Short exercise |
Give the material as a numbered list, from its first line through the line containing "column 353, row 282", leaving out blank lines and the picture.

Records of labeled points
* start *

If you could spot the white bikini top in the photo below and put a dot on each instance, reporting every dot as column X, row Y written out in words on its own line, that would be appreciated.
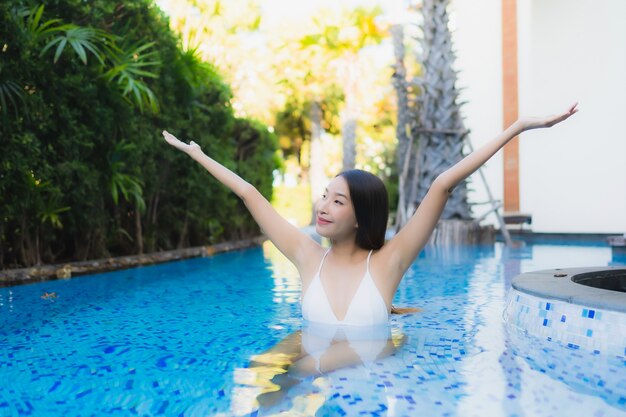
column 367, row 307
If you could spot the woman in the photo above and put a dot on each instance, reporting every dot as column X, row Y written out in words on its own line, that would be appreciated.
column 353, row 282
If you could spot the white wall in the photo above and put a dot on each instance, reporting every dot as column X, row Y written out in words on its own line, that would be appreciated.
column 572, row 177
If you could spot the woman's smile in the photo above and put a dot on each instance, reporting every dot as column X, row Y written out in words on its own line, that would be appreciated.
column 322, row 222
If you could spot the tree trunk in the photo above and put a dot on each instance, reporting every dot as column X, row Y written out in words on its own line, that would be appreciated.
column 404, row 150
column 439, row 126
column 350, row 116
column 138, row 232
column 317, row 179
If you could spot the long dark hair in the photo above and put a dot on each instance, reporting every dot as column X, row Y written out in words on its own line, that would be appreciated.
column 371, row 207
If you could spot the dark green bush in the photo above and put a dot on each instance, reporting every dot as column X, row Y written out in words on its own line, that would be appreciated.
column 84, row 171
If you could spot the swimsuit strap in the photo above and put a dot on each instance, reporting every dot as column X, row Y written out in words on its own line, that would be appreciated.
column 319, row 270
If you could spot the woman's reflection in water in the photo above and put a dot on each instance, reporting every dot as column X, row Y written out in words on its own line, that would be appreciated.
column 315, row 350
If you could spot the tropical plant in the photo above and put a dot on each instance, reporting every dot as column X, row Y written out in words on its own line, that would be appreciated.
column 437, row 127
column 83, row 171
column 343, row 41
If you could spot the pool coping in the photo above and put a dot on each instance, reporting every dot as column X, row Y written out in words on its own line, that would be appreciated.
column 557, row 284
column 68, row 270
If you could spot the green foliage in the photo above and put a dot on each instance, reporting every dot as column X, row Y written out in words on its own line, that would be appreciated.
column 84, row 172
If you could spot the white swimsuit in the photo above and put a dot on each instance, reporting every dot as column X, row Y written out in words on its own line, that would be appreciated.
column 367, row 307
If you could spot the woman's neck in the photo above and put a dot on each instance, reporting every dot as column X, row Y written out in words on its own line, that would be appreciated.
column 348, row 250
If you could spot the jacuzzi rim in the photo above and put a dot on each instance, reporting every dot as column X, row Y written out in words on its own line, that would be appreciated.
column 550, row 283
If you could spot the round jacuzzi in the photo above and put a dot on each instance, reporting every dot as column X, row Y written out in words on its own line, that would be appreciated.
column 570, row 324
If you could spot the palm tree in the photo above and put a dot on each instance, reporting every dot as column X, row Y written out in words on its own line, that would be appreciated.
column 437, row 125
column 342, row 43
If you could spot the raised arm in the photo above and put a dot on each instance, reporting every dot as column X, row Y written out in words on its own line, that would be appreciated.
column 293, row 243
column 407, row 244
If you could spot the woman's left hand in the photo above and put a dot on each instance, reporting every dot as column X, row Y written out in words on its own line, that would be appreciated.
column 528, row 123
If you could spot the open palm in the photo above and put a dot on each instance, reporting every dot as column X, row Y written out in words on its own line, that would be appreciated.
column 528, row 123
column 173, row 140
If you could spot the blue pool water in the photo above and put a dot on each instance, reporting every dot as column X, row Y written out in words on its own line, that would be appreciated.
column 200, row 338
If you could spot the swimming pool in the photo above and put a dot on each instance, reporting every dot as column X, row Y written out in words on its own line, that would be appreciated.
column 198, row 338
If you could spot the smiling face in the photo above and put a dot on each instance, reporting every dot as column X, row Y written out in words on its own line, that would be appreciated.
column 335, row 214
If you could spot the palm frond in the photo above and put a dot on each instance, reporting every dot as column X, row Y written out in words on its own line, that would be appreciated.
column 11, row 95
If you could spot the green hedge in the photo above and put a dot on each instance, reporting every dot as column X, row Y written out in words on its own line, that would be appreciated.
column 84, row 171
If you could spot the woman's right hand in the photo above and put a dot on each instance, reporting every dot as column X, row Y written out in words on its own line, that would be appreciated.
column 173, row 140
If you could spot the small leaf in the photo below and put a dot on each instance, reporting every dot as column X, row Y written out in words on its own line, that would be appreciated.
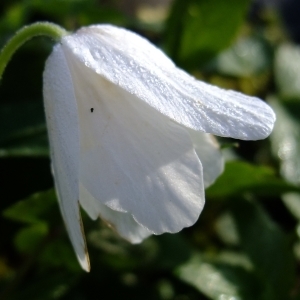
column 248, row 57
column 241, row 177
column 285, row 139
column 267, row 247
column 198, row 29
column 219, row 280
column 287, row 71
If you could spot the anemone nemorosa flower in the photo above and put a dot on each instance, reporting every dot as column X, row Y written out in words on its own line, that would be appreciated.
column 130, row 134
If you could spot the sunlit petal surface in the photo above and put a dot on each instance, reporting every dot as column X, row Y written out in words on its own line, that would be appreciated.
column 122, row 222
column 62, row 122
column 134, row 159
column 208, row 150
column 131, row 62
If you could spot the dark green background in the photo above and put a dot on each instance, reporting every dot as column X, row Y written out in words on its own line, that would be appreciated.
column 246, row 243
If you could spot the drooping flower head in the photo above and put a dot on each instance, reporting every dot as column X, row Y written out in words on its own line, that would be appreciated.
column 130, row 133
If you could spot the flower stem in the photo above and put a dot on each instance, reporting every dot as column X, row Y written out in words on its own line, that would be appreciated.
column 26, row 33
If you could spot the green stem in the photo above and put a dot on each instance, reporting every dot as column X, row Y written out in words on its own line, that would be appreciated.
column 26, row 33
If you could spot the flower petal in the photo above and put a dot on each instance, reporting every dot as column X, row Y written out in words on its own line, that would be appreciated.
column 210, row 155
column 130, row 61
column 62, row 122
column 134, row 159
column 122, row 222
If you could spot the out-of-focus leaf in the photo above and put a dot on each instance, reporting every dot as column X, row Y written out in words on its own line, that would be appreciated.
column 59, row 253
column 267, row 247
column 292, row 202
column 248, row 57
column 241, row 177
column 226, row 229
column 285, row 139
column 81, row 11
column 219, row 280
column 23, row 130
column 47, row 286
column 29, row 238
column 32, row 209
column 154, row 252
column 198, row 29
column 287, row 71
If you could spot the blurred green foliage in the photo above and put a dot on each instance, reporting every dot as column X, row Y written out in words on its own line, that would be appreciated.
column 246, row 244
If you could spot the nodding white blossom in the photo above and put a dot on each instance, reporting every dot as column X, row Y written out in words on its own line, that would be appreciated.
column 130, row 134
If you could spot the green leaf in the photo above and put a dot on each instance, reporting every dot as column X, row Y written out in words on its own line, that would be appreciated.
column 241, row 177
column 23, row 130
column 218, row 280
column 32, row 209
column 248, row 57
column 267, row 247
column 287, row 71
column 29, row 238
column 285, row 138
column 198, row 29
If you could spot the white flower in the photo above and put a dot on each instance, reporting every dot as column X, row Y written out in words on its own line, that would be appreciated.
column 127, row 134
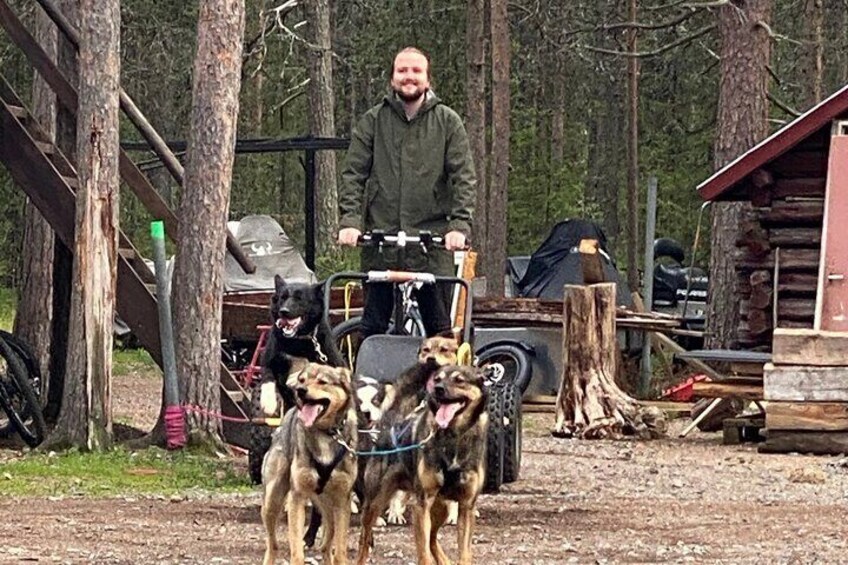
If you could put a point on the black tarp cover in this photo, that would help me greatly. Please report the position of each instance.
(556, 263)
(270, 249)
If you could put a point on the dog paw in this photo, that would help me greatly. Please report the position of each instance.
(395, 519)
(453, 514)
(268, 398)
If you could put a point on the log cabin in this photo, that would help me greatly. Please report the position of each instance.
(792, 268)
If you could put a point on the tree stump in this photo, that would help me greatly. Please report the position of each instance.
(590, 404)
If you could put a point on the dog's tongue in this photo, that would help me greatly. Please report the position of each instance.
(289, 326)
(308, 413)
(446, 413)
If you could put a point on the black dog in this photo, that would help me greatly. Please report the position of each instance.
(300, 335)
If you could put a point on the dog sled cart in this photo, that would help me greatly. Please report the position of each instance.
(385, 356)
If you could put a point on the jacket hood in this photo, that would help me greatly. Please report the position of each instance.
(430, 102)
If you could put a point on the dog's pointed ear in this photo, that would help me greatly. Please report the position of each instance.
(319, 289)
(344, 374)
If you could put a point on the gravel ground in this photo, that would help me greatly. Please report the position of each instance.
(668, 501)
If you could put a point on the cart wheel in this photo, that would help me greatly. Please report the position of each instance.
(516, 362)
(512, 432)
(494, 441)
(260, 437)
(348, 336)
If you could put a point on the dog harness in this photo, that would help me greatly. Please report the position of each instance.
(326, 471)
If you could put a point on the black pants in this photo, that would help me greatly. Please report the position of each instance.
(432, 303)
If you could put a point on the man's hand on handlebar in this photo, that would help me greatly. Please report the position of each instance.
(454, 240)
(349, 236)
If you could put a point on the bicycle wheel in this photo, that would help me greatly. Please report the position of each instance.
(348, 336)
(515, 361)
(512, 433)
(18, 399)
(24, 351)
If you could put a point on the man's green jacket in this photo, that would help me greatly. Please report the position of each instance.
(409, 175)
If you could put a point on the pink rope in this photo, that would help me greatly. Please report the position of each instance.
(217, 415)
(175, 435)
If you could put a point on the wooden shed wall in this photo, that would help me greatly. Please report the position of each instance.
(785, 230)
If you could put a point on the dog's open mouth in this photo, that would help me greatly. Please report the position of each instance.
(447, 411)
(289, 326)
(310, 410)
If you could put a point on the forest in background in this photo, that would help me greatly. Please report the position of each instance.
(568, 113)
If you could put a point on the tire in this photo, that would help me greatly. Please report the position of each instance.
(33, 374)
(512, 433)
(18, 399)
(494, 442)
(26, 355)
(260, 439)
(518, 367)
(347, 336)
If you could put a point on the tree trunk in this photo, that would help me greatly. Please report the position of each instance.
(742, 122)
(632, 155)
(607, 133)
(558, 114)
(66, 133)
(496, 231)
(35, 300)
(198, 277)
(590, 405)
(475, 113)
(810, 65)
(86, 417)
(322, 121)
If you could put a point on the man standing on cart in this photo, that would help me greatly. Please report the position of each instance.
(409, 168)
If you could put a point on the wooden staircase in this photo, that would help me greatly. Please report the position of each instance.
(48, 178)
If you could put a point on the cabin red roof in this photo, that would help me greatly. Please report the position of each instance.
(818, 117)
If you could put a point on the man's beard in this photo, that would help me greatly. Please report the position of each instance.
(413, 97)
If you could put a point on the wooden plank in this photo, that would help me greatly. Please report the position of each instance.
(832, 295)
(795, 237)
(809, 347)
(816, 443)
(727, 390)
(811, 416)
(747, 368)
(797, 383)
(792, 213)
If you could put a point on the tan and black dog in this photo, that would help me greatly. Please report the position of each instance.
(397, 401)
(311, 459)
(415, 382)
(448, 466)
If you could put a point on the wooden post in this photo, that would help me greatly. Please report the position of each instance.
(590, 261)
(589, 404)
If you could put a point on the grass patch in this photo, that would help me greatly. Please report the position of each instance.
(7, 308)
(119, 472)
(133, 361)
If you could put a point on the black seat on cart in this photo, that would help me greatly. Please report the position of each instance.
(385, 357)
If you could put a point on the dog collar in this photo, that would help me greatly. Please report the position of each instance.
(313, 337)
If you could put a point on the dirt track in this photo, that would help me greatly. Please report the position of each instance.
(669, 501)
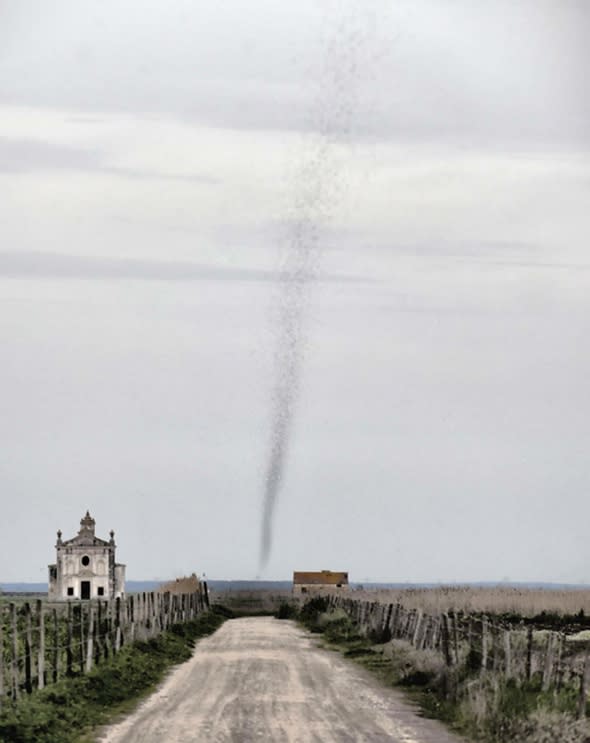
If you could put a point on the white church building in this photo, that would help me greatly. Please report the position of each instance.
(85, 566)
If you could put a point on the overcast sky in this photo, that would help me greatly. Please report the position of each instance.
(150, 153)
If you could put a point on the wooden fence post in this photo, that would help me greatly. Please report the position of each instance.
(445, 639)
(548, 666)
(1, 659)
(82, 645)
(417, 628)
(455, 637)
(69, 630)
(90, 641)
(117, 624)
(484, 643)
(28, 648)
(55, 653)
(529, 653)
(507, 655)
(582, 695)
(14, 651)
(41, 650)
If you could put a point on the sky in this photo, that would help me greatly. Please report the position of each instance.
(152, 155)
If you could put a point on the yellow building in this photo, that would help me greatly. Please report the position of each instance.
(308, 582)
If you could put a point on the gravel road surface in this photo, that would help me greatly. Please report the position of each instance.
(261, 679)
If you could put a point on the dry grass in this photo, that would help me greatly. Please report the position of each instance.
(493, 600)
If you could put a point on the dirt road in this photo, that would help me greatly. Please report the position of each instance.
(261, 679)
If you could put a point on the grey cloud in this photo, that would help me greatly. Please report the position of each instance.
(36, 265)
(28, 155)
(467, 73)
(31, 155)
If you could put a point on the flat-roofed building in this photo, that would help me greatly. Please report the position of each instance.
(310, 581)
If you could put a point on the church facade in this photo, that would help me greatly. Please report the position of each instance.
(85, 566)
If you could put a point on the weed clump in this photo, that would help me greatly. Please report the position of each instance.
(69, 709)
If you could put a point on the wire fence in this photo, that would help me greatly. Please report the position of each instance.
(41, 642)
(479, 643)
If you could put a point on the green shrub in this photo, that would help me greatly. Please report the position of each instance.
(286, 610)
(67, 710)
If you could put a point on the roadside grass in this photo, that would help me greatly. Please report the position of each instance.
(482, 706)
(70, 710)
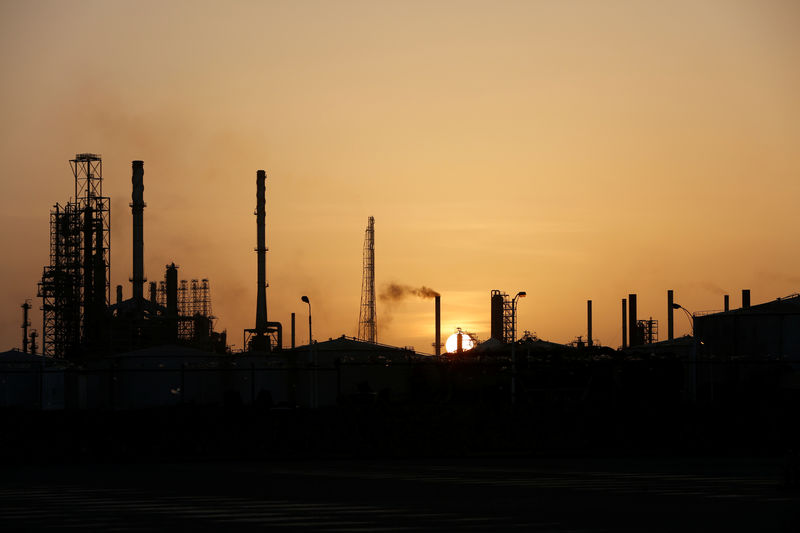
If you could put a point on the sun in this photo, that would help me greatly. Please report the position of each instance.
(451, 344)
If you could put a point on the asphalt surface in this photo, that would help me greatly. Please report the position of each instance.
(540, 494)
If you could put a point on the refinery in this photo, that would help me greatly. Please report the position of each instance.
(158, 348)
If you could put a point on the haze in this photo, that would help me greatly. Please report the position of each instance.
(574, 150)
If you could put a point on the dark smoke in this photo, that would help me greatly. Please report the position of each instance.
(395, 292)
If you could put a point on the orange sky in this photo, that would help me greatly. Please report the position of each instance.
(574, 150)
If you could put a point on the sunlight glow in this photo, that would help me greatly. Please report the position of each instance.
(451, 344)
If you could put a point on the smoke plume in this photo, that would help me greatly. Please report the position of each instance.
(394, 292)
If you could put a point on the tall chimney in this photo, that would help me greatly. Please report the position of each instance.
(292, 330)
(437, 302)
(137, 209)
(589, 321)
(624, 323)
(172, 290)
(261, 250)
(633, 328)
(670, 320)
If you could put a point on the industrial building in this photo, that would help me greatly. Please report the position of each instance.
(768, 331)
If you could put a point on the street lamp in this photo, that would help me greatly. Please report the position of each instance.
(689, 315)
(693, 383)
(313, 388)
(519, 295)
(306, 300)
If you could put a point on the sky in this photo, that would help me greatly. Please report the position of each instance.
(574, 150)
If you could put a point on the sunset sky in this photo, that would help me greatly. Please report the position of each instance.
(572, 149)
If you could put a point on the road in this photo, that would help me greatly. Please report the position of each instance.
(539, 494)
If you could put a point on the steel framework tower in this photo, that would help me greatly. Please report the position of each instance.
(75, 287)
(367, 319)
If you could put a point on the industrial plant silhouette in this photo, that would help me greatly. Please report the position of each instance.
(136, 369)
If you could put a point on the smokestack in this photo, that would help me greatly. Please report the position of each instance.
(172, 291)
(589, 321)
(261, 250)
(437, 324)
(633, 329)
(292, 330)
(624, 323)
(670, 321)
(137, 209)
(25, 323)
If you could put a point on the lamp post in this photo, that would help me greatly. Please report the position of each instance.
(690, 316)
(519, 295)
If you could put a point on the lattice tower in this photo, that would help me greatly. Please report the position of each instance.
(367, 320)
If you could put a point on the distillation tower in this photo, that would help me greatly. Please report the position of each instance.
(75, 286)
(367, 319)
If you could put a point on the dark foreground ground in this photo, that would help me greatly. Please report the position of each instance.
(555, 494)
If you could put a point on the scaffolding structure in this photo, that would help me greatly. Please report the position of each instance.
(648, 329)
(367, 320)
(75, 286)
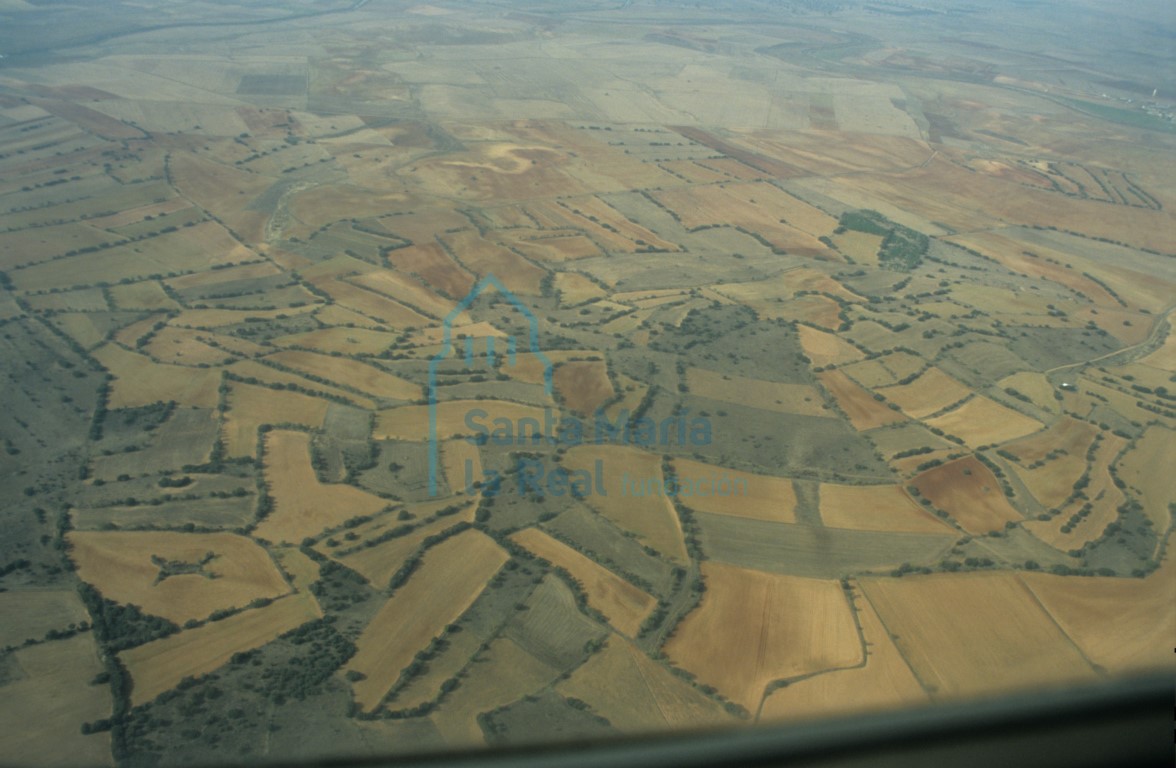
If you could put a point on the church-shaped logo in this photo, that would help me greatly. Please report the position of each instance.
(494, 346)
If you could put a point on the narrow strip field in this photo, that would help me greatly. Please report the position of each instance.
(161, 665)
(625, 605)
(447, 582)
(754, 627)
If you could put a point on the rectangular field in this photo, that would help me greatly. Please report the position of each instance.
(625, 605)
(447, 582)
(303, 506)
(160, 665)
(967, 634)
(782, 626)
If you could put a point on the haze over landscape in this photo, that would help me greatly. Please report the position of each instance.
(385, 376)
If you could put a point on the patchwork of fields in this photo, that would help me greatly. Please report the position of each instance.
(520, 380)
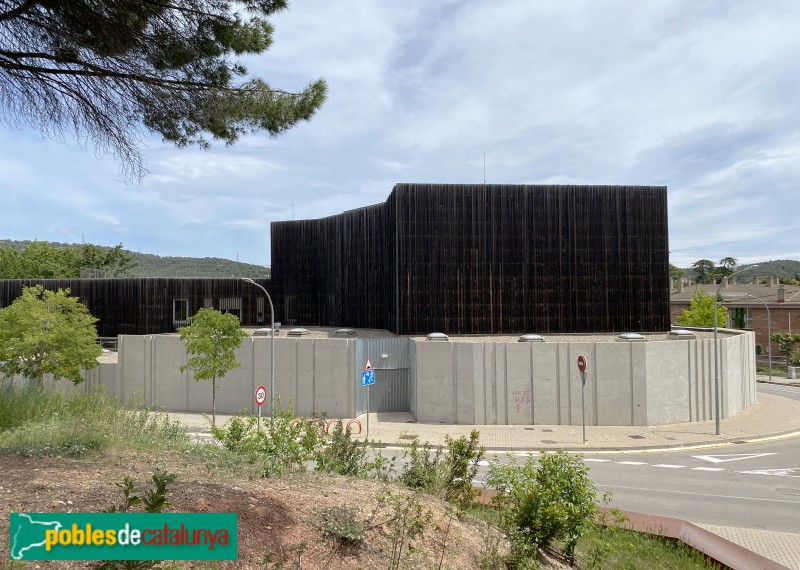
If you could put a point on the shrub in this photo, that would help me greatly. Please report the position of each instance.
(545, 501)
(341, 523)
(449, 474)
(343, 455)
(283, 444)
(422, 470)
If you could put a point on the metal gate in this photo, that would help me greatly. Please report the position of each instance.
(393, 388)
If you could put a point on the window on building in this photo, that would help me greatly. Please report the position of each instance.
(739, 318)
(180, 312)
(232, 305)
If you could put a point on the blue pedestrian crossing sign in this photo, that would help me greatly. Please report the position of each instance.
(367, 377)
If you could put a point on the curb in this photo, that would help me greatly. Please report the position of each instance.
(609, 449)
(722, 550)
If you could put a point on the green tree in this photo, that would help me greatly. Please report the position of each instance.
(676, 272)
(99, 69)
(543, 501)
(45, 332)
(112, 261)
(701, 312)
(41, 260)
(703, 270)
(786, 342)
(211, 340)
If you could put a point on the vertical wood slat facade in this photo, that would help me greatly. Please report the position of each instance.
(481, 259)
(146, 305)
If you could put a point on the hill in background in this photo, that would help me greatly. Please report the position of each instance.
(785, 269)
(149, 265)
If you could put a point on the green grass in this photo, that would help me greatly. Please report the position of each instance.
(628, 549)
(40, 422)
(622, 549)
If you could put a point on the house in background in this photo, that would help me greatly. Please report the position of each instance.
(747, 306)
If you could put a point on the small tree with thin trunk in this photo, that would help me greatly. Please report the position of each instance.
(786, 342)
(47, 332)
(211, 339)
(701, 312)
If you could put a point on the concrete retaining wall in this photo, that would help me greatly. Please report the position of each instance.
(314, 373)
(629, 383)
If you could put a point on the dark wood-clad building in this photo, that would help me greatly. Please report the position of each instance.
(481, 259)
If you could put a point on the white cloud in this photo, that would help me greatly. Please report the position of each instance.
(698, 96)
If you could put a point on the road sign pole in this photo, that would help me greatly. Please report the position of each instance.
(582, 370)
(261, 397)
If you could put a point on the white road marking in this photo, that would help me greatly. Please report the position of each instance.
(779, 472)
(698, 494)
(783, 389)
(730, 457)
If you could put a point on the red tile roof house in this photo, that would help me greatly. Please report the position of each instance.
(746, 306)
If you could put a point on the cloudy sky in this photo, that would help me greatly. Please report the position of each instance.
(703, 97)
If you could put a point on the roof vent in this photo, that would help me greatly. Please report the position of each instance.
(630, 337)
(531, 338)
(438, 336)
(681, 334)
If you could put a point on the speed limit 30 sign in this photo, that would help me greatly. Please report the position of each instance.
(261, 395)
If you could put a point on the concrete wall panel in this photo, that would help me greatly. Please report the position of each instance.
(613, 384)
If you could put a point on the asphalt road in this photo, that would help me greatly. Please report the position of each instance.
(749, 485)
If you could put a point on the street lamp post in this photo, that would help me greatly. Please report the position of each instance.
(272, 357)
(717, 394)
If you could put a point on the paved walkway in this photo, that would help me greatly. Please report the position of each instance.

* end *

Exercise result |
1. If you could spot the white bikini top in the photo below and put a dot on each instance, reporting every dot as column X, row Y written out in words on its own line, that would be appreciated.
2. column 367, row 307
3. If you could spot the woman in the photo above and put a dot on each instance, reporting every dot as column X, row Y written out in words on its own line, that would be appreciated.
4. column 353, row 282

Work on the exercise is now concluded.